# PROMPT
Give the lines from the one containing "Target: roof" through the one containing "x=485, y=228", both included, as a JSON list of strings with one string per line and blank lines omitted.

# Pointing and labeling rows
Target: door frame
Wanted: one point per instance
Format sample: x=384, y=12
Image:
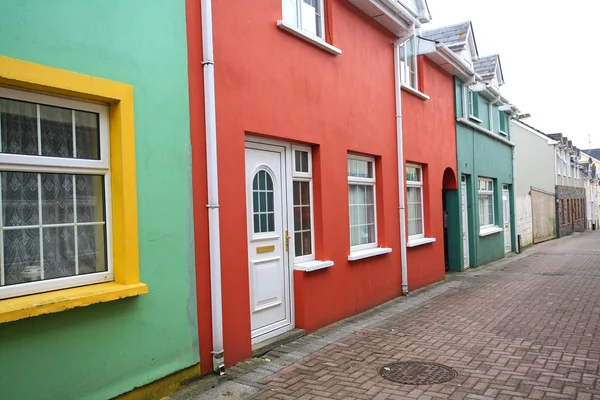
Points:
x=465, y=213
x=259, y=143
x=506, y=189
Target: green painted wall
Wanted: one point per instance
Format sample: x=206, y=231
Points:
x=479, y=155
x=99, y=351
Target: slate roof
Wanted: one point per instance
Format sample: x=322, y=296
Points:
x=451, y=36
x=486, y=66
x=593, y=152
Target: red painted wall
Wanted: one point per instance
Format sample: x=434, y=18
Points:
x=430, y=139
x=271, y=83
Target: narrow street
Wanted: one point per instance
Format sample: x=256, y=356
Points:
x=526, y=327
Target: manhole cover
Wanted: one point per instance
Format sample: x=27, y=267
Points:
x=417, y=373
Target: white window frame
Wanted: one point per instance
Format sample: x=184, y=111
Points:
x=407, y=68
x=298, y=24
x=299, y=176
x=44, y=164
x=487, y=192
x=418, y=185
x=354, y=180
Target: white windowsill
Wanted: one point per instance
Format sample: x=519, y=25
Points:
x=317, y=41
x=313, y=265
x=415, y=92
x=375, y=251
x=490, y=230
x=419, y=242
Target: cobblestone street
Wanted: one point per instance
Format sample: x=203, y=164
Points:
x=526, y=327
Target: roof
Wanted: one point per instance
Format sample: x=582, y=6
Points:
x=451, y=36
x=595, y=153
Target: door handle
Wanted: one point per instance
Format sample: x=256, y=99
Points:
x=287, y=241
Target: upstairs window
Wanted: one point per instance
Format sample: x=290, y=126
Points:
x=306, y=15
x=408, y=64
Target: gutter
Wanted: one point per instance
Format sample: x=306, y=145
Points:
x=208, y=67
x=401, y=186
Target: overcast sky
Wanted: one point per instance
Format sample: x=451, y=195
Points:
x=548, y=57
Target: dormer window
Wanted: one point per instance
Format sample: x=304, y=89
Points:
x=306, y=15
x=408, y=64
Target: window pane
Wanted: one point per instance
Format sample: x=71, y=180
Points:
x=18, y=124
x=87, y=134
x=360, y=168
x=91, y=249
x=57, y=199
x=20, y=206
x=59, y=252
x=56, y=126
x=21, y=256
x=89, y=197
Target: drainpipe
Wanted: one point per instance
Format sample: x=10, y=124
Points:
x=208, y=66
x=401, y=208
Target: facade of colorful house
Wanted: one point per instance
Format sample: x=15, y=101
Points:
x=96, y=199
x=535, y=203
x=305, y=128
x=485, y=228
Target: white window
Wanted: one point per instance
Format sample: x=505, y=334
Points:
x=361, y=199
x=306, y=15
x=408, y=64
x=486, y=203
x=414, y=189
x=55, y=193
x=302, y=203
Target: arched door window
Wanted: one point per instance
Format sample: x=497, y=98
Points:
x=262, y=202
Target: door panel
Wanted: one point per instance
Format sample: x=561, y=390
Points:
x=267, y=256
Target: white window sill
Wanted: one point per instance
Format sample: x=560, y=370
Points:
x=375, y=251
x=313, y=265
x=317, y=41
x=415, y=92
x=419, y=242
x=490, y=230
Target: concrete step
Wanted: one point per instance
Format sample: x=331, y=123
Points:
x=264, y=347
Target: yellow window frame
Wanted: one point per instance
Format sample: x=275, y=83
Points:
x=119, y=96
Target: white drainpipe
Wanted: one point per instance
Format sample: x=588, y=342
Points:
x=213, y=187
x=401, y=201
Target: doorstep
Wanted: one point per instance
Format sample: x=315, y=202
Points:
x=262, y=348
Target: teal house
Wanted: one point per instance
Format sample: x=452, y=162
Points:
x=97, y=276
x=479, y=217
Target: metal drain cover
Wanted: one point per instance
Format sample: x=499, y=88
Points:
x=417, y=373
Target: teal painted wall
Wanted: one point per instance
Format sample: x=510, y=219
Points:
x=99, y=351
x=479, y=155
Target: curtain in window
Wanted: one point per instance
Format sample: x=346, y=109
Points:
x=41, y=213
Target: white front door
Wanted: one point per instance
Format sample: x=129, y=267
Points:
x=506, y=212
x=267, y=222
x=465, y=230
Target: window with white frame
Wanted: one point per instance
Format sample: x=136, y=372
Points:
x=486, y=202
x=414, y=190
x=302, y=204
x=408, y=64
x=55, y=193
x=361, y=200
x=306, y=15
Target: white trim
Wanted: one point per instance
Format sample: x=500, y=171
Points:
x=377, y=251
x=415, y=92
x=419, y=242
x=490, y=230
x=313, y=39
x=314, y=265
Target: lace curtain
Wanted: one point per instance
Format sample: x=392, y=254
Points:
x=52, y=223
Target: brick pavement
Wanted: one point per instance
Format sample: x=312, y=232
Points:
x=526, y=327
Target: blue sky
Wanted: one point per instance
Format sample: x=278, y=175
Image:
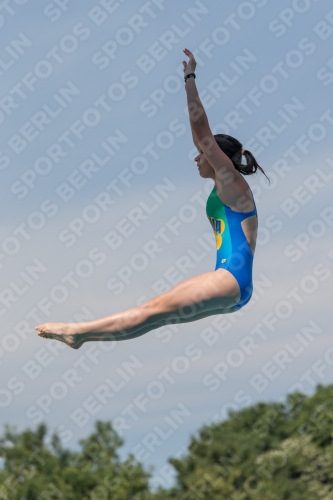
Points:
x=275, y=65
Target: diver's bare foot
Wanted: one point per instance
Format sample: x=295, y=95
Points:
x=64, y=332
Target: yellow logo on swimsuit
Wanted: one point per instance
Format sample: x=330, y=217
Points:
x=218, y=226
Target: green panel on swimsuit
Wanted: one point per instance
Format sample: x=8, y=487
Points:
x=215, y=210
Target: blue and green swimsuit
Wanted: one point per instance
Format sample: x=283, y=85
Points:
x=233, y=250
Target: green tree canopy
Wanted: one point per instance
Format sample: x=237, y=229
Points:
x=269, y=451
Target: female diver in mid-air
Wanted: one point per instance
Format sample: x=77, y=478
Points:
x=232, y=213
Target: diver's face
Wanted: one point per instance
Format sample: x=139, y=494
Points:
x=206, y=171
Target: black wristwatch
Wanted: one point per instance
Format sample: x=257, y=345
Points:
x=189, y=76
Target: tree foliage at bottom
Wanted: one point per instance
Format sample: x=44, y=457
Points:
x=269, y=451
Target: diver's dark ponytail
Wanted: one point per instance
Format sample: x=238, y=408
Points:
x=251, y=165
x=233, y=149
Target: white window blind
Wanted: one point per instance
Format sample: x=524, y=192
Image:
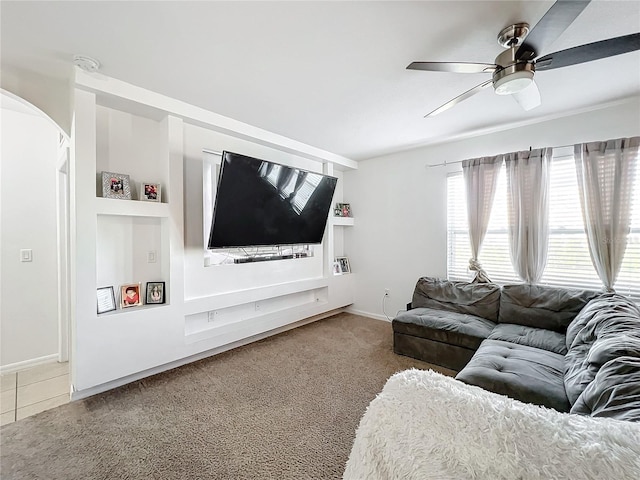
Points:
x=568, y=259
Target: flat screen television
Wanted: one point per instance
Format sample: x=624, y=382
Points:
x=260, y=203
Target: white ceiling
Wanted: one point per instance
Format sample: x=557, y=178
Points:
x=329, y=74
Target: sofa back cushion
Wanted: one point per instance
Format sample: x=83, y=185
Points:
x=614, y=392
x=542, y=307
x=479, y=299
x=608, y=328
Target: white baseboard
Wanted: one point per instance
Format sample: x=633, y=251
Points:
x=375, y=316
x=16, y=367
x=88, y=392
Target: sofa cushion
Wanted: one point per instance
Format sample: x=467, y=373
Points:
x=479, y=299
x=525, y=373
x=607, y=327
x=614, y=392
x=530, y=336
x=443, y=326
x=542, y=307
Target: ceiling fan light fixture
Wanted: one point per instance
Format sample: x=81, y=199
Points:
x=513, y=83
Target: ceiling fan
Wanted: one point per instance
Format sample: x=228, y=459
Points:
x=514, y=69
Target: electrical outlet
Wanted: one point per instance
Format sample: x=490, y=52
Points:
x=26, y=255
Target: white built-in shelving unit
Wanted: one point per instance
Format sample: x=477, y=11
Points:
x=123, y=129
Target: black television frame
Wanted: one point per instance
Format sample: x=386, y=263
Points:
x=326, y=191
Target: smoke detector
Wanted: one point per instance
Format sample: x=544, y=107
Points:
x=85, y=63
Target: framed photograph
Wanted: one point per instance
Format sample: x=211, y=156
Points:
x=344, y=264
x=130, y=295
x=116, y=185
x=106, y=300
x=336, y=268
x=342, y=210
x=155, y=293
x=150, y=192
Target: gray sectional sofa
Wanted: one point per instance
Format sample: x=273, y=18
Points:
x=571, y=350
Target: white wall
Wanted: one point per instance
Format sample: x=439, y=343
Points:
x=51, y=95
x=400, y=205
x=29, y=303
x=209, y=308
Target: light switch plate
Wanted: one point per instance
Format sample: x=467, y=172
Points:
x=26, y=255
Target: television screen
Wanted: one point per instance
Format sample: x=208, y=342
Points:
x=262, y=203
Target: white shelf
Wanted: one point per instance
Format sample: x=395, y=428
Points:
x=343, y=221
x=133, y=208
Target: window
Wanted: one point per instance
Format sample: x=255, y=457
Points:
x=568, y=259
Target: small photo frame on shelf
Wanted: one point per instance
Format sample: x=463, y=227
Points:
x=155, y=293
x=150, y=192
x=345, y=267
x=130, y=295
x=106, y=300
x=342, y=210
x=116, y=185
x=336, y=268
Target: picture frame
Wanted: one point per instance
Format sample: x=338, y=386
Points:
x=106, y=300
x=116, y=185
x=345, y=266
x=342, y=210
x=155, y=293
x=150, y=192
x=130, y=295
x=336, y=268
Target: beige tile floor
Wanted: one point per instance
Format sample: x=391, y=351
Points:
x=32, y=391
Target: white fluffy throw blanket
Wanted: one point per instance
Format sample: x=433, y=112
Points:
x=426, y=426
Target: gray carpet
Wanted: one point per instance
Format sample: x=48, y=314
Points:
x=283, y=408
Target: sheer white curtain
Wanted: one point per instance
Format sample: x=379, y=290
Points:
x=481, y=180
x=606, y=172
x=528, y=209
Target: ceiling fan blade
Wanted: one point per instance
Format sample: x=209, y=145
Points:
x=459, y=98
x=529, y=98
x=590, y=52
x=454, y=67
x=550, y=27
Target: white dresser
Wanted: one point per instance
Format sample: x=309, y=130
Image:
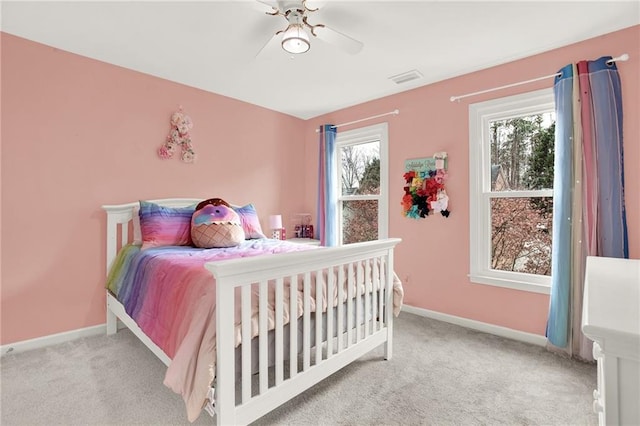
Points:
x=611, y=318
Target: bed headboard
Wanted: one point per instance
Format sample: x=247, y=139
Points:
x=119, y=216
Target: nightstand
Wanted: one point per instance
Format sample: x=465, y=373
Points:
x=309, y=241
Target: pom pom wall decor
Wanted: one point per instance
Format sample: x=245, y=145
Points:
x=424, y=191
x=179, y=138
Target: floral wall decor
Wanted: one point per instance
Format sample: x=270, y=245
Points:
x=424, y=191
x=179, y=138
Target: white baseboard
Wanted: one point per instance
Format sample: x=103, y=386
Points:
x=54, y=339
x=509, y=333
x=67, y=336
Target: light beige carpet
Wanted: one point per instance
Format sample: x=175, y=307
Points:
x=440, y=374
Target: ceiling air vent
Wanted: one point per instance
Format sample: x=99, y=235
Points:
x=406, y=76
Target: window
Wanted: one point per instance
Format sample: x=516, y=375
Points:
x=511, y=148
x=362, y=159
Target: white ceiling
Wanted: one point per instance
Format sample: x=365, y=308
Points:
x=212, y=45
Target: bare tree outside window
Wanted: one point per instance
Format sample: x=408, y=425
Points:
x=522, y=162
x=360, y=177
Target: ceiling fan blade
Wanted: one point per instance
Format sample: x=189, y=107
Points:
x=271, y=45
x=314, y=5
x=266, y=6
x=346, y=43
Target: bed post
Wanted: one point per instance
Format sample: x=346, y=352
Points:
x=112, y=242
x=388, y=311
x=225, y=403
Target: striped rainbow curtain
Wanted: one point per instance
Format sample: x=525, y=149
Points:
x=326, y=230
x=588, y=213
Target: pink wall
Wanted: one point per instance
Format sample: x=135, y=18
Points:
x=78, y=133
x=433, y=258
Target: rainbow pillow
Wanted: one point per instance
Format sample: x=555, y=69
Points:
x=165, y=226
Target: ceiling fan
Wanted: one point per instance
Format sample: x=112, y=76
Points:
x=295, y=37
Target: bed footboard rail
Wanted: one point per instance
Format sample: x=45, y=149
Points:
x=346, y=298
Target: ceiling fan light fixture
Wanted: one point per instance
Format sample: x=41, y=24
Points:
x=295, y=39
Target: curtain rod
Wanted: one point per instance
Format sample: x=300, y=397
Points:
x=394, y=112
x=623, y=57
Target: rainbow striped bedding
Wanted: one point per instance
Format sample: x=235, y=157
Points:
x=171, y=296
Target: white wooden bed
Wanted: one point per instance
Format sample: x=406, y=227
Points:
x=329, y=340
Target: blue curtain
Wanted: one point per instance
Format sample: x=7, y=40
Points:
x=589, y=216
x=326, y=230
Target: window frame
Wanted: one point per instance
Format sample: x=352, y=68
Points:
x=374, y=133
x=480, y=194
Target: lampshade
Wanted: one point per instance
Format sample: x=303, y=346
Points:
x=295, y=39
x=275, y=221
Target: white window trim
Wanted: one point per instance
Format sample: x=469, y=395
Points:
x=377, y=132
x=480, y=115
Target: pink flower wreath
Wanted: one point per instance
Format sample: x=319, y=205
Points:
x=179, y=137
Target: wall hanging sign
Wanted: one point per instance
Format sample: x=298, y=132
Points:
x=424, y=191
x=179, y=138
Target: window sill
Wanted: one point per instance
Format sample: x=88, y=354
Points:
x=512, y=284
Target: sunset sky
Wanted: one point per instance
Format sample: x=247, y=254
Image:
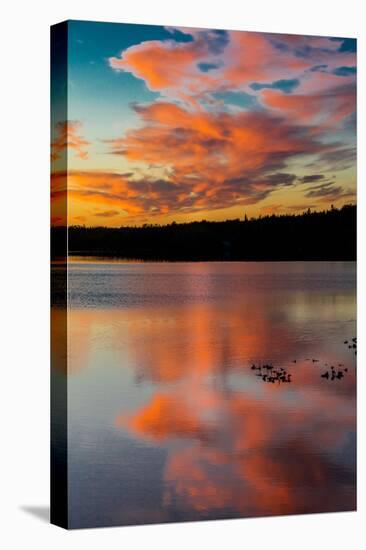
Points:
x=178, y=124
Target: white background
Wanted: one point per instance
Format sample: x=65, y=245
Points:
x=24, y=359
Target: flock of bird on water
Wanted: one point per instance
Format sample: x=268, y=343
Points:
x=268, y=373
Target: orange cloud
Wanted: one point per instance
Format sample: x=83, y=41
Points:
x=325, y=108
x=68, y=137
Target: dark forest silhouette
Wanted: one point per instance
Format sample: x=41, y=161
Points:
x=326, y=235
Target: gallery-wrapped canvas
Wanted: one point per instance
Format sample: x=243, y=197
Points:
x=203, y=274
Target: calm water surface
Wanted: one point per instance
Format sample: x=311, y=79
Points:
x=168, y=422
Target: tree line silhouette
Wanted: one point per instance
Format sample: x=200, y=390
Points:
x=326, y=235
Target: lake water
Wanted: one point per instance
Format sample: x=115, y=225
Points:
x=167, y=421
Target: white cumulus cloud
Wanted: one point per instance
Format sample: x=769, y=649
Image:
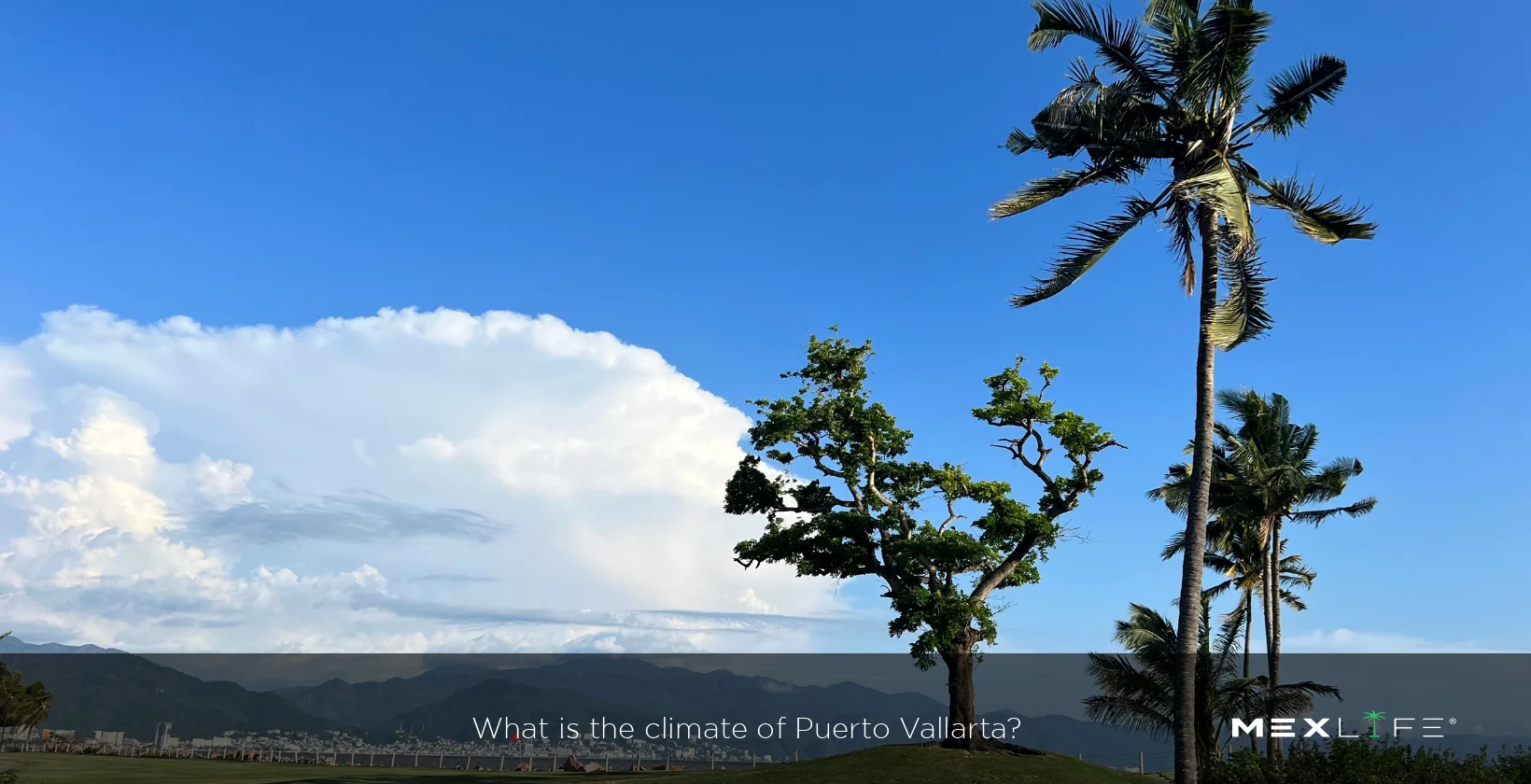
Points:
x=408, y=481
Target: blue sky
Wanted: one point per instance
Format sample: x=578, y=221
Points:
x=714, y=181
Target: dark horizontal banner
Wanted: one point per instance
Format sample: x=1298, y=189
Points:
x=714, y=707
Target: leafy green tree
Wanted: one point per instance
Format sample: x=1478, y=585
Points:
x=1138, y=690
x=1265, y=475
x=21, y=705
x=1173, y=92
x=856, y=509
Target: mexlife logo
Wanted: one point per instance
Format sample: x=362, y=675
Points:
x=1318, y=728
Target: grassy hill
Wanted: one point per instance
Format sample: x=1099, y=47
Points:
x=887, y=764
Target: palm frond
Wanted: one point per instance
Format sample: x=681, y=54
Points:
x=1227, y=38
x=1164, y=14
x=1182, y=241
x=1327, y=221
x=1220, y=187
x=1318, y=515
x=1118, y=40
x=1021, y=143
x=1086, y=245
x=1292, y=92
x=1040, y=191
x=1241, y=315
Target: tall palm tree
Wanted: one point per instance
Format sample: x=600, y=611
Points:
x=1138, y=690
x=1239, y=558
x=1176, y=95
x=1263, y=477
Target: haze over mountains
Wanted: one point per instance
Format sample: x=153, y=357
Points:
x=131, y=693
x=117, y=691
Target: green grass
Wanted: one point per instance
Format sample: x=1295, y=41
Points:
x=889, y=764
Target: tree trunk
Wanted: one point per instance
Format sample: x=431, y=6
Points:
x=1248, y=625
x=962, y=714
x=1188, y=631
x=1274, y=654
x=1268, y=590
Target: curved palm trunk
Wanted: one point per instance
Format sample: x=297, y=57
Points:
x=1188, y=630
x=1274, y=652
x=1248, y=607
x=962, y=714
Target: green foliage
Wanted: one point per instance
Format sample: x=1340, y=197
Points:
x=21, y=705
x=1181, y=93
x=1372, y=763
x=842, y=498
x=1138, y=690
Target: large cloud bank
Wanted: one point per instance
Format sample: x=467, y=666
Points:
x=409, y=481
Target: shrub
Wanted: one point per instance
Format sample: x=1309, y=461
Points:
x=1368, y=763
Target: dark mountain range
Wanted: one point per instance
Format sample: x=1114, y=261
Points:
x=380, y=703
x=463, y=715
x=1074, y=736
x=634, y=691
x=11, y=645
x=132, y=694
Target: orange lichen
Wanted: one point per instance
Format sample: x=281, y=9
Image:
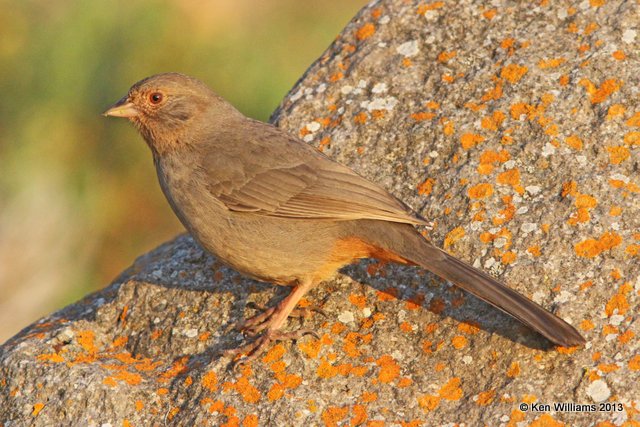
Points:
x=510, y=177
x=480, y=191
x=429, y=402
x=551, y=63
x=275, y=353
x=451, y=390
x=448, y=127
x=359, y=301
x=86, y=340
x=424, y=8
x=591, y=248
x=359, y=415
x=513, y=72
x=634, y=121
x=445, y=56
x=459, y=342
x=250, y=420
x=389, y=369
x=633, y=249
x=632, y=138
x=619, y=55
x=493, y=94
x=51, y=357
x=333, y=415
x=494, y=121
x=36, y=409
x=586, y=325
x=618, y=303
x=574, y=142
x=534, y=250
x=210, y=381
x=422, y=116
x=508, y=257
x=334, y=78
x=453, y=236
x=426, y=187
x=366, y=31
x=615, y=110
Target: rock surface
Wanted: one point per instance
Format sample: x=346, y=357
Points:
x=516, y=128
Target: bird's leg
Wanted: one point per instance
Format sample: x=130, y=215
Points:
x=260, y=321
x=271, y=322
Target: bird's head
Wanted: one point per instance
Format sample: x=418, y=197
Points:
x=171, y=110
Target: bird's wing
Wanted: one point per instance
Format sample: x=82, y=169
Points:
x=284, y=177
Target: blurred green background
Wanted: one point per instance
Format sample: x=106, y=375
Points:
x=78, y=194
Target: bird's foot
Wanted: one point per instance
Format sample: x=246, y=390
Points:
x=255, y=324
x=259, y=346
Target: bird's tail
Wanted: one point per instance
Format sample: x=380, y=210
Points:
x=404, y=240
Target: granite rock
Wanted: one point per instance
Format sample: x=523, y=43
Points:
x=515, y=127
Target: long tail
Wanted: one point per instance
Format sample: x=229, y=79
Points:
x=405, y=241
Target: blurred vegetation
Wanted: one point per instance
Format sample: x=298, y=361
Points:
x=78, y=193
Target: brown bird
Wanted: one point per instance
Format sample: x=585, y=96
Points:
x=277, y=210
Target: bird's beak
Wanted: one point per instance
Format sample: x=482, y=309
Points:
x=122, y=108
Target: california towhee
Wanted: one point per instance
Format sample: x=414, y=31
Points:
x=277, y=210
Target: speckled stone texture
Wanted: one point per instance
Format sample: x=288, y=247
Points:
x=516, y=128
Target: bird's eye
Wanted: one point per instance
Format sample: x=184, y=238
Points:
x=155, y=98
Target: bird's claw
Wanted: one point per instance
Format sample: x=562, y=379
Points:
x=257, y=347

# WRITTEN SOLUTION
[
  "Target: roof",
  "Wanted: one point per instance",
  "Format sample: x=582, y=6",
  "Points:",
  "x=451, y=36",
  "x=595, y=153",
  "Target: door handle",
  "Wanted: one point per instance",
  "Format sample: x=256, y=99",
  "Points:",
  "x=287, y=241",
  "Target: upstairs window",
  "Wanted: one point per instance",
  "Format sample: x=290, y=126",
  "Points:",
  "x=306, y=15",
  "x=408, y=64",
  "Target: gutter",
  "Wanted: one point per instance",
  "Format sample: x=306, y=145",
  "Points:",
  "x=208, y=67",
  "x=401, y=186",
  "Target: overcast sky",
  "Wanted: one point per instance",
  "Format sample: x=451, y=195",
  "Points:",
  "x=548, y=57",
  "Target: dormer window",
  "Wanted: one point per instance",
  "Format sample: x=304, y=89",
  "Points:",
  "x=306, y=15",
  "x=408, y=64",
  "Target: window pane",
  "Wanted: one point per instance",
  "Format sample: x=71, y=180",
  "Points:",
  "x=18, y=124",
  "x=87, y=134",
  "x=360, y=168",
  "x=91, y=249",
  "x=57, y=199",
  "x=20, y=206",
  "x=59, y=252",
  "x=56, y=126",
  "x=21, y=256",
  "x=89, y=197",
  "Target: drainpipe",
  "Wanted: one point per instance",
  "Format sample: x=10, y=124",
  "Points:",
  "x=208, y=66",
  "x=401, y=208",
  "Target: facade of colorful house",
  "Wanted: one point per instance",
  "Format sample: x=15, y=101",
  "Points:",
  "x=96, y=199",
  "x=535, y=203",
  "x=305, y=128",
  "x=485, y=228"
]